[START Given entries]

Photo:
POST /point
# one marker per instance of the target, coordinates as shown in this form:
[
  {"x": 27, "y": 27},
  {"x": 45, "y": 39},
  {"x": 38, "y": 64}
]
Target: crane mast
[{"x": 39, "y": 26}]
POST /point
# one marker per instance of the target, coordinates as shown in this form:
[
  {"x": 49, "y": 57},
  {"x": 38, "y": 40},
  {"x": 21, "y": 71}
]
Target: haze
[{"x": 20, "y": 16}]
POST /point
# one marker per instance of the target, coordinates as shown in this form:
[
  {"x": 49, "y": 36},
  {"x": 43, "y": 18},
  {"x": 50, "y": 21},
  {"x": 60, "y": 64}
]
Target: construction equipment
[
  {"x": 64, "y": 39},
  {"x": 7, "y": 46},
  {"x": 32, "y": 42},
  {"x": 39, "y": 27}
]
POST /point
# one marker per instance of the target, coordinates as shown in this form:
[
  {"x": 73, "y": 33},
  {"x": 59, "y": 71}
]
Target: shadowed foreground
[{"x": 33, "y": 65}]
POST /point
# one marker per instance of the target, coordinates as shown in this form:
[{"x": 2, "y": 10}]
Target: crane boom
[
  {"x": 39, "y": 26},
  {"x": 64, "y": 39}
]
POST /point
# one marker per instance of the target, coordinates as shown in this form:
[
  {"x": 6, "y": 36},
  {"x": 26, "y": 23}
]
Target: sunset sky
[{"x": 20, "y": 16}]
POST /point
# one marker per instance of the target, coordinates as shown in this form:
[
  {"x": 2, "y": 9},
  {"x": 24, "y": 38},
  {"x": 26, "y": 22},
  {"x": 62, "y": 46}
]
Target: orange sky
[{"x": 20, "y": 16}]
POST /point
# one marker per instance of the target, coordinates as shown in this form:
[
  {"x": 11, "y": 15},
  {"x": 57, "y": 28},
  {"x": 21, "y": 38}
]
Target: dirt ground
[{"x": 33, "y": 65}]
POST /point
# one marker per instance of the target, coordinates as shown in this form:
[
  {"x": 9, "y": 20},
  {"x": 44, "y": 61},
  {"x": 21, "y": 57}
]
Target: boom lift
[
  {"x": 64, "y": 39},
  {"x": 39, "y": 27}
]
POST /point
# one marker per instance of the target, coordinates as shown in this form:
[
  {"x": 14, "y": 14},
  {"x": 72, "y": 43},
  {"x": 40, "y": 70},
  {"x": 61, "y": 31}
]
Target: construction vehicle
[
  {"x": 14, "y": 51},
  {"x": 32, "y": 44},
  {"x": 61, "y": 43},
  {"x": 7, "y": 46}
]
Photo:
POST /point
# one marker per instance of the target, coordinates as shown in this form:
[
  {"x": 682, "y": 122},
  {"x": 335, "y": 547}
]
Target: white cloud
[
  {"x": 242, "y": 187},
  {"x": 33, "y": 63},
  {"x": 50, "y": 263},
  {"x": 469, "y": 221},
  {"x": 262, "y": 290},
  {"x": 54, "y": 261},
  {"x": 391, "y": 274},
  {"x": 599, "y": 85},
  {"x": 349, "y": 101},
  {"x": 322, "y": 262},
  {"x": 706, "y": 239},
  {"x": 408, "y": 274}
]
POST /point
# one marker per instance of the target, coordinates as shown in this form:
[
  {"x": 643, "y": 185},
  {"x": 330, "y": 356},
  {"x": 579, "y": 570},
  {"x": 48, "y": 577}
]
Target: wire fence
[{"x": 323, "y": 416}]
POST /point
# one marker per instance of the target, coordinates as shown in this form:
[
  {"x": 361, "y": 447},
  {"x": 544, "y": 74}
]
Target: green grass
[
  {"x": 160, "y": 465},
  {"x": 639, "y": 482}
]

[END Given entries]

Repeat the listing in full, keeping every line exactly as it is.

Photo:
POST /point
# one marker per instance of the target, coordinates as shown in this form:
[
  {"x": 27, "y": 27},
  {"x": 45, "y": 39},
  {"x": 38, "y": 64}
]
Target: crane mast
[{"x": 39, "y": 26}]
POST /point
# one marker per instance of the target, coordinates as shown in this form:
[
  {"x": 49, "y": 57},
  {"x": 38, "y": 40},
  {"x": 21, "y": 71}
]
Target: haze
[{"x": 20, "y": 16}]
POST /point
# one marker per instance of the target, coordinates as shown in this form:
[
  {"x": 49, "y": 36},
  {"x": 43, "y": 18},
  {"x": 50, "y": 21},
  {"x": 60, "y": 64}
]
Target: construction equipment
[
  {"x": 64, "y": 39},
  {"x": 7, "y": 46},
  {"x": 32, "y": 42},
  {"x": 39, "y": 27}
]
POST /point
# one marker per instance of the target, coordinates as shown in this form:
[
  {"x": 73, "y": 33},
  {"x": 59, "y": 71}
]
Target: shadowed foreground
[{"x": 33, "y": 65}]
POST /point
# one marker per instance of the target, coordinates as shown in this form:
[{"x": 2, "y": 10}]
Target: crane boom
[
  {"x": 39, "y": 26},
  {"x": 64, "y": 39}
]
POST /point
# one marker per instance of the target, coordinates as shown in this form:
[
  {"x": 6, "y": 36},
  {"x": 26, "y": 23}
]
Target: sunset sky
[{"x": 20, "y": 16}]
POST /point
# one marker per instance of the target, coordinates as shown in this form:
[
  {"x": 2, "y": 9},
  {"x": 24, "y": 38},
  {"x": 26, "y": 22},
  {"x": 62, "y": 46}
]
Target: orange sky
[{"x": 20, "y": 16}]
POST /point
# one marker per instance of the target, coordinates as shown in this form:
[
  {"x": 11, "y": 15},
  {"x": 57, "y": 28},
  {"x": 21, "y": 38}
]
Target: dirt ground
[{"x": 33, "y": 65}]
POST /point
# one marker per instance of the target, coordinates as shown in this form:
[
  {"x": 9, "y": 20},
  {"x": 44, "y": 61},
  {"x": 21, "y": 57}
]
Target: boom lift
[
  {"x": 64, "y": 39},
  {"x": 39, "y": 27}
]
POST /point
# one marker per instance of the target, coordinates as shown in this form:
[
  {"x": 14, "y": 14},
  {"x": 72, "y": 43},
  {"x": 40, "y": 70},
  {"x": 61, "y": 31}
]
Target: construction vehicle
[
  {"x": 14, "y": 51},
  {"x": 32, "y": 44},
  {"x": 61, "y": 43},
  {"x": 7, "y": 46}
]
Photo:
POST /point
# one marker per instance of the target, coordinates as shown in this form:
[
  {"x": 682, "y": 122},
  {"x": 335, "y": 547}
]
Target: white cloud
[
  {"x": 242, "y": 187},
  {"x": 33, "y": 63},
  {"x": 50, "y": 263},
  {"x": 469, "y": 221},
  {"x": 262, "y": 290},
  {"x": 54, "y": 261},
  {"x": 391, "y": 274},
  {"x": 599, "y": 85},
  {"x": 349, "y": 101},
  {"x": 322, "y": 262},
  {"x": 706, "y": 239},
  {"x": 408, "y": 274}
]
POST /point
# one marker per instance of the target, coordinates as shown in this form:
[
  {"x": 643, "y": 185},
  {"x": 330, "y": 356},
  {"x": 579, "y": 570},
  {"x": 48, "y": 577}
]
Target: wire fence
[{"x": 323, "y": 416}]
POST /point
# one marker per instance of the target, coordinates as shown in this form:
[
  {"x": 361, "y": 447},
  {"x": 544, "y": 74}
]
Target: green grass
[
  {"x": 160, "y": 465},
  {"x": 639, "y": 482}
]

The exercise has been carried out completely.